Çalışma Yönergeleri:
a - Aşı oranlarıyla ilgili alıntı metinden "Özceylan'ın kısa süre" sözlerinden başlayıp aşağıda "75'e gerilediğini duyurmuştu." sözlerine kadar uzanan bölümü hiç değiştirmeden aktarın.
b - Aşı oranlarıyla ilgili alıntı metinde "Ancak Özceylan ve Kolcu" diye başlayan paragrafı, temel bilgilerini koruyarak madde işaretli bir liste hâlinde yeniden yazın.

Alıntı Metin:
——

Özceylan'ın kısa süre önce Dr. Öğr. Üyesi Giray Kolcu'yla birlikte yazdığı bir kitapta da Kovid pandemisinin aşı uygulamalarını nasıl etkilediği ele alınmıştı. "Covid-19'un Birinci Basamak Sağlık Hizmetlerine Etkisi" isimli kitapta pandeminin dünyadaki aşı programlarında aksamalara neden olduğu vurgulandı. Kitapta aktarılana göre DSÖ, 2020'nin ilk 4 ayına yönelik verilerini açıklamış ve tüm dünyada difteri, tetanoz ve boğmaca aşılarını yaptıran çocukların oranının yüzde 85'ten yüzde 75'e gerilediğini duyurmuştu.
Ancak Özceylan ve Kolcu, pandeminin Türkiye'de çocuklara yönelik aşılama programını bu denli kötü etkimediğini düşünüyor. İki doktor, "Kitabımız için incelediğimiz dört birimli Aile Sağlık Merkezi'nde (ASM) ise aşı oranlarının düşmediği saptandı. Bunun en önemli sebebi olarak ülkemizdeki birinci basamak sağlık profesyonellerinin aşı konusundaki yüksek duyarlılığı, halkın aşıya karşı yüksek duyarlılığı ve devletin sağlık politikası olarak ASM'lerde uyguladığı aşı oranlarına endeksli performans sistemi olduğunu düşünmekteyiz" ifadelerine yer verdi.
Özceylan, "Bu endişe dünyada geçerli olabilir. Çünkü sağlık hizmetine erişimde ciddi bir sorun yaşandı" dedi ve ekledi:
Sağlık çalışanlarının kaybıyla birleşince aşıya ulaşımda ciddi bir zafiyet var. Ama Türkiye bu grubun dışında. Birinci basamak sağlık çalışanlarında ciddi bir geriye düşüş yok. Bizde ikinci basamak geriye düştü. Yani hastaneler etkilendi ama sağlık ocakları işlevselliğini sürdürdü. Türkiye'de aşı oranında düşüş yaşanmadı.
"Pandemi, aşı milliyetçiliğini beraberinde getirdi"

——

Mevcut Veriler:
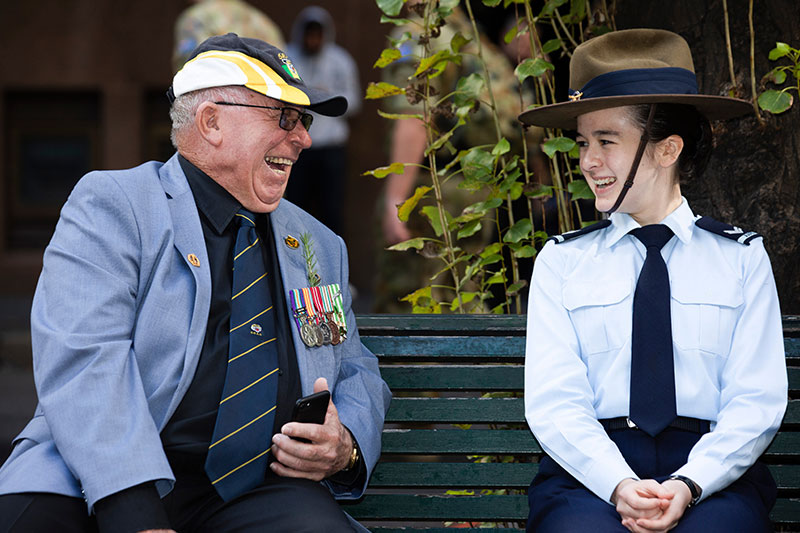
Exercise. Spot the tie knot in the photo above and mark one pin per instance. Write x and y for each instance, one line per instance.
(246, 218)
(653, 235)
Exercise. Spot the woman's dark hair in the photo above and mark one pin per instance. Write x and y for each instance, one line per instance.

——

Cevap Bölümü:
a -
Özceylan'ın kısa süre önce Dr. Öğr. Üyesi Giray Kolcu'yla birlikte yazdığı bir kitapta da Kovid pandemisinin aşı uygulamalarını nasıl etkilediği ele alınmıştı. "Covid-19'un Birinci Basamak Sağlık Hizmetlerine Etkisi" isimli kitapta pandeminin dünyadaki aşı programlarında aksamalara neden olduğu vurgulandı. Kitapta aktarılana göre DSÖ, 2020'nin ilk 4 ayına yönelik verilerini açıklamış ve tüm dünyada difteri, tetanoz ve boğmaca aşılarını yaptıran çocukların oranının yüzde 85'ten yüzde 75'e gerilediğini duyurmuştu.

b -
- Özceylan ve Kolcu, pandeminin Türkiye'de çocuklara yönelik aşılama programını bu denli kötü etkilemediğini düşünüyor.
- Kitapları için inceledikleri dört birimli Aile Sağlık Merkezi'nde (ASM) aşı oranlarının düşmediği saptandı.
- İki doktora göre bunun başlıca sebepleri:
  - birinci basamak sağlık profesyonellerinin aşı konusundaki yüksek duyarlılığı,
  - halkın aşıya karşı yüksek duyarlılığı,
  - devletin sağlık politikası olarak ASM'lerde uyguladığı, aşı oranlarına endeksli performans sistemi.